● **Record set**

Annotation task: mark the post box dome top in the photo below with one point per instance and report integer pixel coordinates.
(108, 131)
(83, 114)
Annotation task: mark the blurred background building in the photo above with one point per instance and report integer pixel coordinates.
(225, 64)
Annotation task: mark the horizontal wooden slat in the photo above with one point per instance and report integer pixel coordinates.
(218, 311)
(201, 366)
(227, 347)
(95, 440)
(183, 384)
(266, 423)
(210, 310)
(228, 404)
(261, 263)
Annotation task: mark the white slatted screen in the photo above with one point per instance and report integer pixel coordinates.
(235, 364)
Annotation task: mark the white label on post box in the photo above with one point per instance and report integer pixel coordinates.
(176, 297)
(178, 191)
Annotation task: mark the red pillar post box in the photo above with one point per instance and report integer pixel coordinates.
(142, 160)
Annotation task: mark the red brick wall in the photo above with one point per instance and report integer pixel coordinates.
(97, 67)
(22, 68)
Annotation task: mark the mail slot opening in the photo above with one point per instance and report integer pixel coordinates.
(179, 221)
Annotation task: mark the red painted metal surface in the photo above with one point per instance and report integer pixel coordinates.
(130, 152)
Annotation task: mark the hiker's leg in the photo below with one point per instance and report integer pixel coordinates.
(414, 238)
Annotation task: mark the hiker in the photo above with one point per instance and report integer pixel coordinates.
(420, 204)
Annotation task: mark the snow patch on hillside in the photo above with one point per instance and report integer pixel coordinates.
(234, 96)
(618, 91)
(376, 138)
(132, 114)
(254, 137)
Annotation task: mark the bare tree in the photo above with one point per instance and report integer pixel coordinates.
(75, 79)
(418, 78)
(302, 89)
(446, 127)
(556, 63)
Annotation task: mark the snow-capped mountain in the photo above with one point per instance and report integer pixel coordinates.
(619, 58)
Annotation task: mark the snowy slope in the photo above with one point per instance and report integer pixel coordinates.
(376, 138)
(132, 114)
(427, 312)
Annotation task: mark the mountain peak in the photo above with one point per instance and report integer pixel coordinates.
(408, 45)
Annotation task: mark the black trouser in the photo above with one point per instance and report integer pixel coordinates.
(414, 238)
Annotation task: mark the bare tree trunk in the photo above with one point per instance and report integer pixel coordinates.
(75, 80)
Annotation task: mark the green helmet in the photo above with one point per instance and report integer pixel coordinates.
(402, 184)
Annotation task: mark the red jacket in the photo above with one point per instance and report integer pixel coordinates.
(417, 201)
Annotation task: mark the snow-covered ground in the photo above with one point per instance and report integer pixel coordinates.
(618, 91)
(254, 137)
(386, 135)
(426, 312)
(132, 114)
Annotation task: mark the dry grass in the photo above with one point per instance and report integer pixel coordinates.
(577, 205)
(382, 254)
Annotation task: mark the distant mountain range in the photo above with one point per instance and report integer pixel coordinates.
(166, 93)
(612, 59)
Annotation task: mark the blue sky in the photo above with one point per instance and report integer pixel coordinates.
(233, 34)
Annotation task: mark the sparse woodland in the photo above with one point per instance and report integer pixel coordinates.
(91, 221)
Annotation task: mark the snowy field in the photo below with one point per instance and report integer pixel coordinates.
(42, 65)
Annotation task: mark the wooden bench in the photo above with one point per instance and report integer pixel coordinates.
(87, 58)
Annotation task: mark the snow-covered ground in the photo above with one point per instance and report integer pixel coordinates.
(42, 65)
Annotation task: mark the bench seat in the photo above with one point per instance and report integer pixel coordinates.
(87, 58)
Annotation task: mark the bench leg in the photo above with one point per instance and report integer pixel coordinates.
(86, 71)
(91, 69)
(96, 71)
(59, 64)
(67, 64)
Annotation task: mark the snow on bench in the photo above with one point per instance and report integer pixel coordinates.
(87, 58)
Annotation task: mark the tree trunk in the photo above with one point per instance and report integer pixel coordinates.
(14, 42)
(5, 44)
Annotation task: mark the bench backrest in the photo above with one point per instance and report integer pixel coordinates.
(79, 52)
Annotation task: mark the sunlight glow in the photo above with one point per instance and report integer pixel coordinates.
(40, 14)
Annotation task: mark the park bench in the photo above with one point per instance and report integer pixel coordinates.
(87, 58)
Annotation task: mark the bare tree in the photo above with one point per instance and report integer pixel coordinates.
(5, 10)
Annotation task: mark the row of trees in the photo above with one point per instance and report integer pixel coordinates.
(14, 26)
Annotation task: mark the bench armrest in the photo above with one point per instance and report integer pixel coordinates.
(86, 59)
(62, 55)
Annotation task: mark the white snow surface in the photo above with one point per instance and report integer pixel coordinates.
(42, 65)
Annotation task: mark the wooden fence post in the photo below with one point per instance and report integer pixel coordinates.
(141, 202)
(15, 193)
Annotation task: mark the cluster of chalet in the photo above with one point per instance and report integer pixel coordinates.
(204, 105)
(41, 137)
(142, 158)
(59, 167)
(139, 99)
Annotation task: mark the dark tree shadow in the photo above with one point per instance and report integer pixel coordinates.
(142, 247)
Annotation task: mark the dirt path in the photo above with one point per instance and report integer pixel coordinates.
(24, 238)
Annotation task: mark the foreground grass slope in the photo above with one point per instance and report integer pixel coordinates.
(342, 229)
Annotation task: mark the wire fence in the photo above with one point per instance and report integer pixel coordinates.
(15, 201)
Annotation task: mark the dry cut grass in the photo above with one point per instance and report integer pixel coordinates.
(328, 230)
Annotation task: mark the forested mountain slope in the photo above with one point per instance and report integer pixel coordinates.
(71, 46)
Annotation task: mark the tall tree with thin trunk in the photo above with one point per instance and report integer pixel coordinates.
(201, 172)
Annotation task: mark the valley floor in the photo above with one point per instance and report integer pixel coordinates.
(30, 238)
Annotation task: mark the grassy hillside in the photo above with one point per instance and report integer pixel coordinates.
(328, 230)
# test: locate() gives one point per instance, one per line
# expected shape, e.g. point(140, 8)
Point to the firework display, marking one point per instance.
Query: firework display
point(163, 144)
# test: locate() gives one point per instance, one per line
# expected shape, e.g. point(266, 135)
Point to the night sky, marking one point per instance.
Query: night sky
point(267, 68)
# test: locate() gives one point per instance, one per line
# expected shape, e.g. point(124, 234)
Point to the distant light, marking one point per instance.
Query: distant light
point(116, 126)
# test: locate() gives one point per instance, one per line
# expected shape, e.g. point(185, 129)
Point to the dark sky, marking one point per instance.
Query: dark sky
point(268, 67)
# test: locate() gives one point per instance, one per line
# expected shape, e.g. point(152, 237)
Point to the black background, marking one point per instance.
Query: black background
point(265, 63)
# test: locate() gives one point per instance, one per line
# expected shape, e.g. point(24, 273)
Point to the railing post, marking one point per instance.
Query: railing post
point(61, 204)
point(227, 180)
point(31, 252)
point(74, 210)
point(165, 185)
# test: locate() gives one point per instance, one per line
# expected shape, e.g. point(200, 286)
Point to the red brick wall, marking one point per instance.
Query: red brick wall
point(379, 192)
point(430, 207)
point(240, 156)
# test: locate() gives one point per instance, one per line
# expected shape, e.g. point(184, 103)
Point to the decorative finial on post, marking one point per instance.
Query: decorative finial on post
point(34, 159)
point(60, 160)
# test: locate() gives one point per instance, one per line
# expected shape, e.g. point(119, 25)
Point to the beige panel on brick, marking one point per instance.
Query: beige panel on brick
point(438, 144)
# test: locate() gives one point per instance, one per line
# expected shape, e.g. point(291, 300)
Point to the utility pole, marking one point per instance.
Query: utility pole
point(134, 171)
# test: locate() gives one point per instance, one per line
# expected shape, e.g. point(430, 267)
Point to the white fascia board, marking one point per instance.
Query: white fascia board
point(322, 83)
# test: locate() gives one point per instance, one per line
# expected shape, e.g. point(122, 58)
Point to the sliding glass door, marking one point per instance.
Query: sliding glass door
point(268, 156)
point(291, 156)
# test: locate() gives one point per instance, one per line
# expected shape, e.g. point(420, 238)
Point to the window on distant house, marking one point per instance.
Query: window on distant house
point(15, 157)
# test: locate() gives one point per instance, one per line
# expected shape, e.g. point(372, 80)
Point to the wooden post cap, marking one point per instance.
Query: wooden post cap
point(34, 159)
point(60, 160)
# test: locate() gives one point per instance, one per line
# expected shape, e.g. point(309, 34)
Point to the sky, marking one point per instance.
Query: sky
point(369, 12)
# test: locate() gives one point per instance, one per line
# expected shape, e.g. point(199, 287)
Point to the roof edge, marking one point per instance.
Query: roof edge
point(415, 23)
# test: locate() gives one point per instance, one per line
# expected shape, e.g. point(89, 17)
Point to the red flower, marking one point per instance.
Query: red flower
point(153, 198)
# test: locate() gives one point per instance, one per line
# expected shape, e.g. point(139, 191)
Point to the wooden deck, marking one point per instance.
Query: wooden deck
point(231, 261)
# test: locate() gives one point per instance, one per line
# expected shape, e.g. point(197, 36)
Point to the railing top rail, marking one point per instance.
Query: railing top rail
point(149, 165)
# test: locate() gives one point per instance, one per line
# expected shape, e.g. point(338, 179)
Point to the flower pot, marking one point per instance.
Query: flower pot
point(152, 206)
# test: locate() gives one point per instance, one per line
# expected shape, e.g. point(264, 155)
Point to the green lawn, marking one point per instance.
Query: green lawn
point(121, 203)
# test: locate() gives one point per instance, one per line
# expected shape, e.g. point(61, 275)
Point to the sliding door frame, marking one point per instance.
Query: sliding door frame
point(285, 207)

● **About this exercise**
Working from the material above, retype exactly the lines from the one with "Query: railing post" through the one with "# expected shape, e.g. point(200, 286)", both included, and only those lines.

● **Answer**
Query: railing post
point(61, 204)
point(227, 180)
point(31, 252)
point(74, 210)
point(165, 185)
# test: locate() gives one point per instance, one per line
# expected shape, e.g. point(200, 286)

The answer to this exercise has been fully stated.